**THE TASK**
In the forum thread comparing the Mahler and Bruckner Seventh symphonies, what does Littlephrase say initiates the middle section of Mahler's opening Langsam?

**PROVIDED TEXT**
%%
# The battle of the 7th Syms, Mahler's Versus Bruckner's



## paulbest (Apr 18, 2019)

So, whose 7th ranks higher than the other?
Also does Mahler 's 7th offer any passages as wonderful as the 2 codas in Bruckner's 7th, 1st and 4 th movements?


----------



## Littlephrase (Nov 28, 2018)

I love both symphonies equally; however, they inhabit different worlds. In my mind, the Mahler is more earthbound. There is anger, sarcasm, anguish; romanctic serenades, grotesque marches, bird calls, pastoral cowbells, images of night and dawn etc. It’s almost a tone poem in the vein of Strauss. 

On the other hand, the Bruckner is solemn, reverent and otherworldly. 

Mahler’s instrumentation is also stranger and more individual. Guitars, mandolins, tenorhorns, cowbells and other weird percussion choices. Bruckner is a traditionalist in this regard.

However, more to your point: Mahler has many fantastic passages in his Seventh. Namely, the sublime middle section of the opening Langsam initiated by the harp glissandi. Also, the amazing “bird-call” woodwinds in the opening of the second movement.


----------



## MarkW (Feb 16, 2015)

Do I have to like one of them?


----------



## paulbest (Apr 18, 2019)

MarkW said:


> Do I have to like one of them?


No
only asking , can Mahler deliver a section which equals the 2 codas of Bruckner's 1 and 4 movements. 
Spectacular , when done right. 
Pity we have Furtwrangler's is such poor sound quality,, What happened to DDD sound quality back then, early 50's? Pity they never used Digital on that 52 recording. or was it 49?


----------
%%
**PROVIDED DATA**
%%
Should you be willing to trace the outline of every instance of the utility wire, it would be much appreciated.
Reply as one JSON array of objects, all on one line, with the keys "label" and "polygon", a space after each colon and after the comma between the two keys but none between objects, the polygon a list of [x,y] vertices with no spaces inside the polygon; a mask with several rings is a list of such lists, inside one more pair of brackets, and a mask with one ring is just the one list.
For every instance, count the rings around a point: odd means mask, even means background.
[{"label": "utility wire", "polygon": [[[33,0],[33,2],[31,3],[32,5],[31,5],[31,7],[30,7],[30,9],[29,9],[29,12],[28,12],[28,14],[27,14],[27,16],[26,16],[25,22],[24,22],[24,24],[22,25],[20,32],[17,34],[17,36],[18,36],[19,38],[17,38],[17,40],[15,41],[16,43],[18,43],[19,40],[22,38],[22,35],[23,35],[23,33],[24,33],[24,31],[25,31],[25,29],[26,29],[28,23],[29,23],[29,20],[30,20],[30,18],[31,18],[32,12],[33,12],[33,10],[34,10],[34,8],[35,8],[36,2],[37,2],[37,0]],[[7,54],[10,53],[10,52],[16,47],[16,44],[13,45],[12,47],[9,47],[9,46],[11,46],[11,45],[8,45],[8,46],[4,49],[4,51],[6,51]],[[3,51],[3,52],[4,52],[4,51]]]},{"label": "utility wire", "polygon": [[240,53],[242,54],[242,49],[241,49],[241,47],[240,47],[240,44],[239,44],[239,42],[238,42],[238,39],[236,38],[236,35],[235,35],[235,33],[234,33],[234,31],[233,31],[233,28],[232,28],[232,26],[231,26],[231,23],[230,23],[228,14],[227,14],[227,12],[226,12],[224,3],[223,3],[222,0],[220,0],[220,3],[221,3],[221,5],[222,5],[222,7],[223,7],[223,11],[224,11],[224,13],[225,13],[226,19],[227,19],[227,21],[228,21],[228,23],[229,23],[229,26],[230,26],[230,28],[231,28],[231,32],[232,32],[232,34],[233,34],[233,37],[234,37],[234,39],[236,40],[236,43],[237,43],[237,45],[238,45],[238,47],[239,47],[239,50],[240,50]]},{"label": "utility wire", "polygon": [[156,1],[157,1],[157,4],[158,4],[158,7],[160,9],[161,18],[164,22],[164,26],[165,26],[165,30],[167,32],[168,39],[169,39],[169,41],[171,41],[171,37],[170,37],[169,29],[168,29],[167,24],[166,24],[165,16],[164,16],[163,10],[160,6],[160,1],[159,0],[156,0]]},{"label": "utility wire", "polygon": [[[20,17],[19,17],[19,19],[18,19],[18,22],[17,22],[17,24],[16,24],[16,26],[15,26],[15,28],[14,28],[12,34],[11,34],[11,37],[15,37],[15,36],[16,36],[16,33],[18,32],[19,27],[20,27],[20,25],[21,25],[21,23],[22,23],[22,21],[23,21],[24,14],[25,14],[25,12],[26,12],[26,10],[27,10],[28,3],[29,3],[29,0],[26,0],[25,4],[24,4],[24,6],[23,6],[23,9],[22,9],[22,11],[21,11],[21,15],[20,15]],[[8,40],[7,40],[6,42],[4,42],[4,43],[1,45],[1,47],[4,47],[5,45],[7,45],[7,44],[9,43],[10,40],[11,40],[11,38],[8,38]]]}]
%%
**EXERCISE RESULT**
The harp glissandi.